Could you retype, exactly as written, every line from the top of the records through the line that contains "Where can the finger be"?

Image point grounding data
----------------

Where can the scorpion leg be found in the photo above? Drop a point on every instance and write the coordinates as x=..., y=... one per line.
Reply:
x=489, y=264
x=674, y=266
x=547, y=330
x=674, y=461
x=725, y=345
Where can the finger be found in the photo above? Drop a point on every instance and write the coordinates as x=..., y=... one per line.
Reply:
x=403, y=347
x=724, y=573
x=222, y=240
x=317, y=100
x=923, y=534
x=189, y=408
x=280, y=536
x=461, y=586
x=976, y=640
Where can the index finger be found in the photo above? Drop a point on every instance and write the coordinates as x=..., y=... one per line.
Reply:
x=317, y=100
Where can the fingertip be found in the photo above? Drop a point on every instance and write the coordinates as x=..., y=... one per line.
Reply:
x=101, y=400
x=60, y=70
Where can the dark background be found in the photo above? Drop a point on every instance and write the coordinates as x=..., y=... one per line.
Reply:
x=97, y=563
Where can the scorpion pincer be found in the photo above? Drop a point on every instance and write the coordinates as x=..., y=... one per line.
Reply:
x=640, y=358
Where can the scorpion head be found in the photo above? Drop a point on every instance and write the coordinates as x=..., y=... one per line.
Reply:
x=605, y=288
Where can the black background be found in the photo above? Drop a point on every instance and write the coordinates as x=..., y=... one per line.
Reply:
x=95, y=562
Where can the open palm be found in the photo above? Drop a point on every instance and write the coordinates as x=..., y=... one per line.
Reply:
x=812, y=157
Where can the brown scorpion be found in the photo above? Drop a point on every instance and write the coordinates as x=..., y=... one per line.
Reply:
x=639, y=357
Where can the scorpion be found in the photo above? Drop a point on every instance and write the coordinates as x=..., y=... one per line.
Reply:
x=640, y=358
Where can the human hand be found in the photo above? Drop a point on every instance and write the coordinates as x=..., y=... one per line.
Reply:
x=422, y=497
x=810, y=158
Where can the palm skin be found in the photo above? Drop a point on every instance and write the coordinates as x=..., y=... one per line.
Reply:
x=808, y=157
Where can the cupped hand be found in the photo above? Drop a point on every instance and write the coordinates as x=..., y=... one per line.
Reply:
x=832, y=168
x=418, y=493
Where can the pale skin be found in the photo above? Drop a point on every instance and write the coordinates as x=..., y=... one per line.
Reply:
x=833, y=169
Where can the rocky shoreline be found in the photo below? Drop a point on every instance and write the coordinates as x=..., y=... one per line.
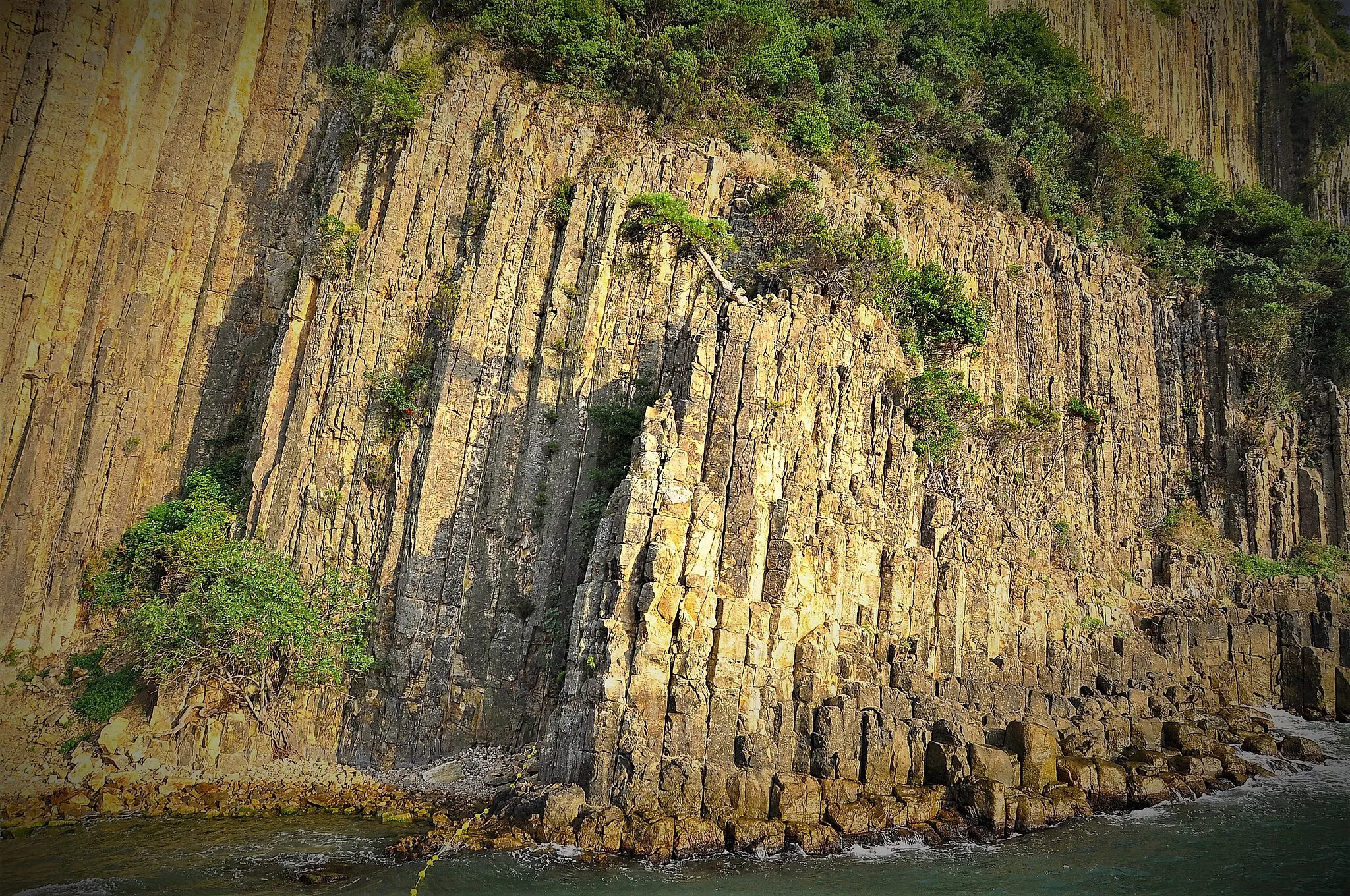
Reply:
x=962, y=786
x=1025, y=789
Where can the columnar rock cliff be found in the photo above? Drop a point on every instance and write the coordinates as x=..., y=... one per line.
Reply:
x=149, y=155
x=1219, y=81
x=778, y=555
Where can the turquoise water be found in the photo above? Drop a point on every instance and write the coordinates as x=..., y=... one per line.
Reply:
x=1283, y=835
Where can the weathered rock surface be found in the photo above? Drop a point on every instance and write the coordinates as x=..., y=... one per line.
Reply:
x=780, y=616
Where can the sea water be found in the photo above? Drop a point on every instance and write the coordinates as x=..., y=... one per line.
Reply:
x=1289, y=834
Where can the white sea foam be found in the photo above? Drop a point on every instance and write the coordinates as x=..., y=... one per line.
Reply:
x=891, y=849
x=87, y=887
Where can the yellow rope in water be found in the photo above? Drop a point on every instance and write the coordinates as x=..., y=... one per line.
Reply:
x=463, y=829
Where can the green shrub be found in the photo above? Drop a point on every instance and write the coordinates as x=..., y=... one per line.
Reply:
x=1084, y=412
x=993, y=104
x=1308, y=559
x=380, y=107
x=191, y=598
x=399, y=392
x=940, y=408
x=444, y=305
x=560, y=202
x=617, y=424
x=105, y=695
x=1185, y=526
x=654, y=213
x=1030, y=424
x=336, y=244
x=88, y=661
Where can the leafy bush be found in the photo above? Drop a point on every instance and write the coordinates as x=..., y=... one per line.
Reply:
x=1078, y=408
x=653, y=213
x=1185, y=526
x=1308, y=559
x=444, y=305
x=940, y=408
x=617, y=424
x=1032, y=423
x=336, y=244
x=995, y=104
x=399, y=392
x=380, y=107
x=105, y=695
x=193, y=600
x=560, y=202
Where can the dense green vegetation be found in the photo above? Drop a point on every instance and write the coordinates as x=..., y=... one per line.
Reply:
x=1190, y=529
x=653, y=213
x=940, y=409
x=1308, y=559
x=380, y=107
x=191, y=598
x=399, y=392
x=335, y=243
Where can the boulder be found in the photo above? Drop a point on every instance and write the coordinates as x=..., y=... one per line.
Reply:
x=1302, y=748
x=944, y=763
x=1110, y=793
x=993, y=763
x=446, y=772
x=1182, y=736
x=796, y=798
x=850, y=818
x=601, y=830
x=1146, y=790
x=752, y=834
x=1078, y=771
x=562, y=804
x=887, y=813
x=1032, y=813
x=114, y=737
x=986, y=800
x=654, y=838
x=1146, y=735
x=697, y=837
x=921, y=803
x=1037, y=748
x=813, y=838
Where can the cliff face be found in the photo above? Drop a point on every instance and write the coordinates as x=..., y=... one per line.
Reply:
x=1219, y=81
x=149, y=157
x=777, y=544
x=778, y=482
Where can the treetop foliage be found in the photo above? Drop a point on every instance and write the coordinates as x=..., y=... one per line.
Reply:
x=191, y=598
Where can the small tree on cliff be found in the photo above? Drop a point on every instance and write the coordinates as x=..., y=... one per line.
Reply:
x=196, y=603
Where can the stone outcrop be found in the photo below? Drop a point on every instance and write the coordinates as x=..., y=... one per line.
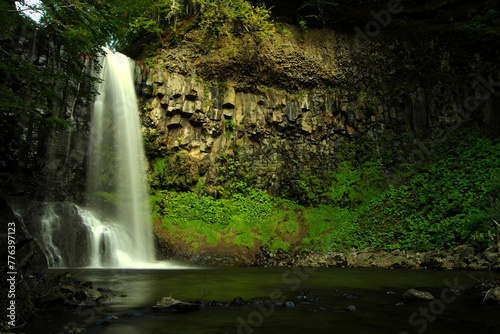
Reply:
x=292, y=110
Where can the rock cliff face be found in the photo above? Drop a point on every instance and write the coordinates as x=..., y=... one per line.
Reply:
x=296, y=108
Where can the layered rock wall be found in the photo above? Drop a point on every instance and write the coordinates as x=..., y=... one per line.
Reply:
x=299, y=108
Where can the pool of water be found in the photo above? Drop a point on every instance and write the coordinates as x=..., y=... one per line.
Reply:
x=321, y=298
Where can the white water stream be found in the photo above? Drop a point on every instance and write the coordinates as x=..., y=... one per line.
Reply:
x=114, y=230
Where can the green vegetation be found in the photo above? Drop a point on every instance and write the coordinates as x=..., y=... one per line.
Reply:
x=450, y=201
x=243, y=220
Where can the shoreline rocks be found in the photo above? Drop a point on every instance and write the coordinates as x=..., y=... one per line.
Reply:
x=463, y=257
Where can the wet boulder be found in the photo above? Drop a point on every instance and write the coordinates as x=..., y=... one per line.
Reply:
x=413, y=294
x=492, y=296
x=169, y=304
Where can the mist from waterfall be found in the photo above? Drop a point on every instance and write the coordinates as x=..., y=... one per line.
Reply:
x=118, y=216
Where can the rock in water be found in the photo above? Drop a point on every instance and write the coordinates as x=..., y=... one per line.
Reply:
x=413, y=294
x=492, y=296
x=169, y=304
x=351, y=308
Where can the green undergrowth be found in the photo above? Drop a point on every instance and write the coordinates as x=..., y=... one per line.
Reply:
x=449, y=201
x=243, y=220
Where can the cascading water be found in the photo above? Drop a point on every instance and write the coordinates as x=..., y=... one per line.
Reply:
x=114, y=229
x=118, y=217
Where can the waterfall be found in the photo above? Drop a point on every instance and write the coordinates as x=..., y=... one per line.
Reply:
x=114, y=228
x=118, y=217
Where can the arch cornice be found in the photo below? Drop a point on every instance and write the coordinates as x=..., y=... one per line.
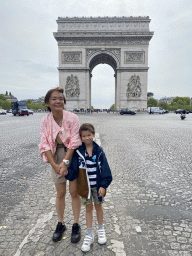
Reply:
x=115, y=53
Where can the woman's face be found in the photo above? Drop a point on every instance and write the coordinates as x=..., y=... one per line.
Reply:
x=56, y=101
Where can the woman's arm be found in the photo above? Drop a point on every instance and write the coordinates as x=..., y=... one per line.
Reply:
x=52, y=162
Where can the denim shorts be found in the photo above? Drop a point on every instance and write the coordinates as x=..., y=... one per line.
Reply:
x=94, y=198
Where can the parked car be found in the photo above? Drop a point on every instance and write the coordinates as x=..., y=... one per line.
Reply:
x=30, y=112
x=127, y=111
x=156, y=110
x=2, y=112
x=179, y=111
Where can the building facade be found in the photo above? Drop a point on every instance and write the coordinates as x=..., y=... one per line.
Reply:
x=121, y=42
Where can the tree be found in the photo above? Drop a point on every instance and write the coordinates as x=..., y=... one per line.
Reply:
x=152, y=102
x=112, y=107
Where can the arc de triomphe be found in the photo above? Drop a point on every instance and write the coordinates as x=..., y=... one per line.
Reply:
x=121, y=42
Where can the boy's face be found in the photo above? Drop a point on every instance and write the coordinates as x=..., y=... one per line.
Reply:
x=87, y=137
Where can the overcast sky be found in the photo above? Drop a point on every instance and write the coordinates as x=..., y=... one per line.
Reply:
x=29, y=52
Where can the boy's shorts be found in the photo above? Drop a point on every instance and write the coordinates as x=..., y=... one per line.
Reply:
x=94, y=198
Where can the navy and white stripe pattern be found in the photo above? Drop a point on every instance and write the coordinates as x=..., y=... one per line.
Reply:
x=91, y=169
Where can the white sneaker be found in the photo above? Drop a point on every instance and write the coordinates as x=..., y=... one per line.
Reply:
x=86, y=246
x=102, y=239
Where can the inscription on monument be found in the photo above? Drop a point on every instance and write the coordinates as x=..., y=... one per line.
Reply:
x=72, y=88
x=71, y=57
x=104, y=41
x=134, y=57
x=134, y=87
x=116, y=52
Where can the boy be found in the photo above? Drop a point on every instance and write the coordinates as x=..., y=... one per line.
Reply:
x=91, y=158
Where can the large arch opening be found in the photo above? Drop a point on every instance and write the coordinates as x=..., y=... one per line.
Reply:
x=102, y=87
x=102, y=81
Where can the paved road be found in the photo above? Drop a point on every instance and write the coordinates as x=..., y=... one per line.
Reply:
x=150, y=158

----------------

• [SOLUTION TO THIS EXERCISE]
Where can the scorpion leg be found in the photo above? Drop a point on every instance and write the coordinates as x=..., y=... one per line.
Reply:
x=489, y=264
x=674, y=266
x=547, y=330
x=674, y=461
x=725, y=345
Where can the finger be found in the photo above? Drop a point on every instance and write the coordinates as x=..., y=... one per line.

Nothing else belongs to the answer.